**EXTRACTED MATERIAL**

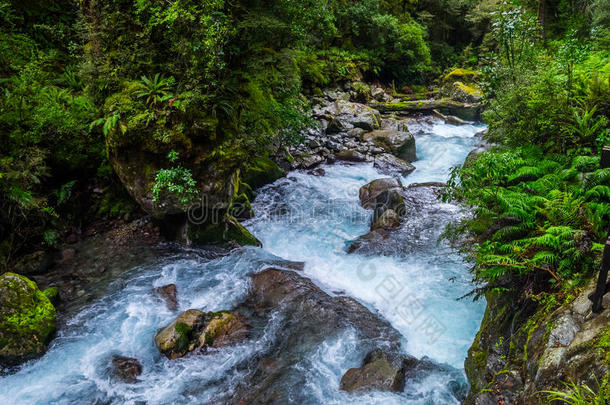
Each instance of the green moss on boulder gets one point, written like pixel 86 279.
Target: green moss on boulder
pixel 228 229
pixel 462 75
pixel 261 171
pixel 27 320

**SET TASK**
Copy out the records above word for word, leaving out the pictures.

**TASK SOLUTION**
Each instance of the green moss on boulder gets one point, written like pixel 86 279.
Target: green moss on boulder
pixel 228 229
pixel 462 75
pixel 261 171
pixel 27 320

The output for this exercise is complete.